┌────────

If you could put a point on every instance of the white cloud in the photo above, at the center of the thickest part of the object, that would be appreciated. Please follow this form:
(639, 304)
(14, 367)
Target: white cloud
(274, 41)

└────────

▶ TASK STATEMENT: Repeat each line of the data exactly, missing none.

▶ SOLUTION TO THIS TASK:
If you could put a point on every instance of the white cloud in the photo above, at the center of the thickest part of the object, that would be appreciated. Please follow this form:
(639, 304)
(14, 367)
Target: white cloud
(274, 41)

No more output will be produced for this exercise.